Aim of the exercise - All of the records below need to be copied exactly.

Provided records -

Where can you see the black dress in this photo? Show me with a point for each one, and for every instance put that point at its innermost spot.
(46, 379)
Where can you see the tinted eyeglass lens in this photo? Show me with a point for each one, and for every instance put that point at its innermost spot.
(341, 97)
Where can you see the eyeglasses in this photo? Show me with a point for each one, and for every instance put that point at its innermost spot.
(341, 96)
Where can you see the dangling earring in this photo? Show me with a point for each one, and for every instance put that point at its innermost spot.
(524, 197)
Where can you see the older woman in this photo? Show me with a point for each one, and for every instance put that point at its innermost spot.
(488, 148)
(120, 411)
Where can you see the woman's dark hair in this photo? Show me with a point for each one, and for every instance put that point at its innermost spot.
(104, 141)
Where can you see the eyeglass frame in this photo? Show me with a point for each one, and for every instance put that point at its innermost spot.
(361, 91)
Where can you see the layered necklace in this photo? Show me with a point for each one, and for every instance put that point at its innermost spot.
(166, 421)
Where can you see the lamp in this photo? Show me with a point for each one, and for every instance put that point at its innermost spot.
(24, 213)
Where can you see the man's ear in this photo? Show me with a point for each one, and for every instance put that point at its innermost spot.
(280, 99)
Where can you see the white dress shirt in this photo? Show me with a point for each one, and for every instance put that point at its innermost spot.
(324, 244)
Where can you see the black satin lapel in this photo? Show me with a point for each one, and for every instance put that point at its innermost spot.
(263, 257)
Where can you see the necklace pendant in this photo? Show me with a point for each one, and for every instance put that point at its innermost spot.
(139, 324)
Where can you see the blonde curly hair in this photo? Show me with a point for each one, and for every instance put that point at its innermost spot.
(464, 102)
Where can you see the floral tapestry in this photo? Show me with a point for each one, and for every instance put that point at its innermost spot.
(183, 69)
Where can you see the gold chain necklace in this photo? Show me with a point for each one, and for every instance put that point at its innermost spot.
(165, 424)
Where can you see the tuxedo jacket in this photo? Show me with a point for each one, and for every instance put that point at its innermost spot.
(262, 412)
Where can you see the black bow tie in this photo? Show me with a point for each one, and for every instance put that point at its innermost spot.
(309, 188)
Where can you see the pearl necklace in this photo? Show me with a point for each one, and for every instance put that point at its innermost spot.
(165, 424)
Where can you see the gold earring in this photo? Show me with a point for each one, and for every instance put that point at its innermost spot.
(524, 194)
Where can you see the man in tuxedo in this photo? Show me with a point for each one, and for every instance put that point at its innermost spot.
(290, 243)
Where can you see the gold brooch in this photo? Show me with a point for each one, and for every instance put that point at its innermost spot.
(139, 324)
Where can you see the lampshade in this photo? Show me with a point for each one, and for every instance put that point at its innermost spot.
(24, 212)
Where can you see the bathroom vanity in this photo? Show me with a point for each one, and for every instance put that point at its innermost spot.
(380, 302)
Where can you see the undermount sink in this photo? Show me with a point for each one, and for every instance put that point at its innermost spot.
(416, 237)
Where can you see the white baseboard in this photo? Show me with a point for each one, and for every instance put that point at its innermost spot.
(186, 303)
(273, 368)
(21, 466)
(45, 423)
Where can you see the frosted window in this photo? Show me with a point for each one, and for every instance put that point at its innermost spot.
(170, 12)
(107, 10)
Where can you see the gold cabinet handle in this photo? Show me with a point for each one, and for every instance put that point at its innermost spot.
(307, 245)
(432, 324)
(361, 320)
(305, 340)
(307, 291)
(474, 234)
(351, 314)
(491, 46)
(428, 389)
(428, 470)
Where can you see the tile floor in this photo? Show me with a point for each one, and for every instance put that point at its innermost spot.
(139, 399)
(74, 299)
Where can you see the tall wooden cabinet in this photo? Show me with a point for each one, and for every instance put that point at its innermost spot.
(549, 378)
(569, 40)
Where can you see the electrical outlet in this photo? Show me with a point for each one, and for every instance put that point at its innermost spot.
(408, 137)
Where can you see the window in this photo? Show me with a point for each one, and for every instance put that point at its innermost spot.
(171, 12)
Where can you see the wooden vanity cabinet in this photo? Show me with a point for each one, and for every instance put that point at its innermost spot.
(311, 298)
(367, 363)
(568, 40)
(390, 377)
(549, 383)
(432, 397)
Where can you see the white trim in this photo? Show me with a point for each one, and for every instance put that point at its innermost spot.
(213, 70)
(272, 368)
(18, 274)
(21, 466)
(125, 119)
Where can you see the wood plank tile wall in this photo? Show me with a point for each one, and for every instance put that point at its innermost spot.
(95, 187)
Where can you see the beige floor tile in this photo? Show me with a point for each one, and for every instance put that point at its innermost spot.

Output below -
Where can you see the black dress in this photo? Show me with a point for each one, and for every instance put that point at its innermost spot.
(46, 379)
Where can you see the tinted eyeglass lens in this photo? Show me with a point for each one, and for every instance put that point at its innermost spot.
(341, 97)
Where can you see the eyeglasses in this photo? Show me with a point for each one, and for every instance put that point at its innermost spot.
(341, 96)
Where can you see the dangling earring in this photo? Show me with a point for each one, and for every instance put that point at its innermost spot.
(524, 197)
Where can you see the older woman in this photo? Show me with a point for each one, and for every instance put that point at its innermost spot.
(488, 148)
(120, 411)
Where can you see the woman's dark hair in this photo? Show me with a point for each one, and for every instance put that point at its innermost spot.
(104, 141)
Where can you see the eyeglass frame in this photo? Show me with a point for each one, and for every instance put that point at its innermost spot.
(361, 91)
Where can you see the layered necklace in this photo? Show me with a point for each one, and for every instance put that point at its innermost spot.
(166, 421)
Where can you see the lamp in this photo? Show me with a point for each one, and for every instance put that point at its innermost spot.
(24, 213)
Where can you see the man's ear in this photo? Show me with a point for each one, and for every instance put that point at its innermost spot.
(280, 99)
Where can you see the white dress shirt in this photo? Show me with a point for each one, and for every instance put that point at its innermost spot.
(324, 244)
Where can you see the black satin lapel in this photo? Show me with a point for each one, and for every instance put that point at its innermost spot.
(263, 257)
Where can you see the necklace pendant in this photo? Show me with a point for each one, and for every instance put that point at its innermost spot.
(139, 324)
Where can you see the blonde curly hair in this photo? Show me with a point for each one, and for every instance put that point at its innermost spot.
(464, 102)
Where can you see the floral tapestry in this photo? Show me with a point for each one, and for every instance put that point at its innermost spot.
(183, 69)
Where can you see the gold chain necklace in this photo? Show me with a point for each one, and for every instance put that point at its innermost spot.
(165, 424)
Where can you see the tuxedo jacket in this photo? Show me with a point for each one, and for every instance put that point at its innermost spot.
(262, 412)
Where can you see the black bow tie in this photo? Show me with a point for each one, and for every instance put that point at its innermost spot.
(309, 188)
Where can you see the pearl necklace in this photo? Show me with a point for each one, and for every instance put that point at its innermost spot.
(165, 424)
Where can you see the gold earring in this photo? Show me with a point for each one, and for every instance put that point at its innermost spot.
(524, 194)
Where can you see the man in tuxedo in this photo? Show me with a point for each one, and for every instance put that point at its innermost spot.
(290, 243)
Where can you see the gold brooch in this photo? Show me with a point for each one, and for every instance put that point at its innermost spot.
(139, 324)
Where can you see the lampshade in this photo? Show me with a point for each one, and for every instance put that point at its innermost spot.
(24, 212)
Where can you see the bathroom vanity in this photo? Show me with a point for each one, and for every instance put that point at its innermost spot.
(380, 302)
Where can you see the undermount sink in this photo? Show me with a point for each one, and for every instance put that point at its innermost spot.
(416, 237)
Where can you see the white baseboard in this photo? Show me with a point for each one, and for every instance put that point at its innermost spot.
(186, 303)
(273, 368)
(21, 466)
(45, 423)
Where can you see the frosted window in this photo? Show me with a point for each one, and for every instance put that point at its innermost spot.
(170, 12)
(107, 10)
Where can you see the gold cabinet handle in this photo? Show me with a point for each one, and for every instance put that point at its innermost spot.
(307, 245)
(432, 324)
(361, 320)
(305, 340)
(307, 291)
(474, 234)
(351, 314)
(491, 46)
(428, 389)
(428, 470)
Where can you see the tile floor in this photo? Show me with a point for each one, and for every instance put that point at its innermost spot.
(139, 399)
(74, 299)
Where can you see the tall wooden cabinet in this photo? Show me with a point for each one, and for every instance put that point at its innermost spot.
(549, 378)
(569, 40)
Where can you see the electrical outlet in this photo? Show me with a point for each one, and for every instance put that point at its innermost spot.
(408, 137)
Where can you see the window in this photo? Show me with a point for each one, and for every instance put that point at its innermost spot.
(171, 12)
Where can you see the wooden vanity cabinet in this photo? Show me with a point for each one, and for every instance put that point at its innermost spot.
(311, 298)
(367, 363)
(568, 40)
(390, 377)
(549, 383)
(432, 397)
Where can you see the white trim in this photo? Show me with a point for each one, and for every instance put that point at its innermost spot.
(213, 70)
(272, 368)
(18, 274)
(21, 466)
(125, 119)
Where can you see the wood plank tile wall in this photo? Show me with a point for each one, and for every instance put that point at its innermost spot.
(95, 187)
Where can you see the beige floor tile in this photo? Show me with a point for each one, and for every instance put that point at its innermost spot.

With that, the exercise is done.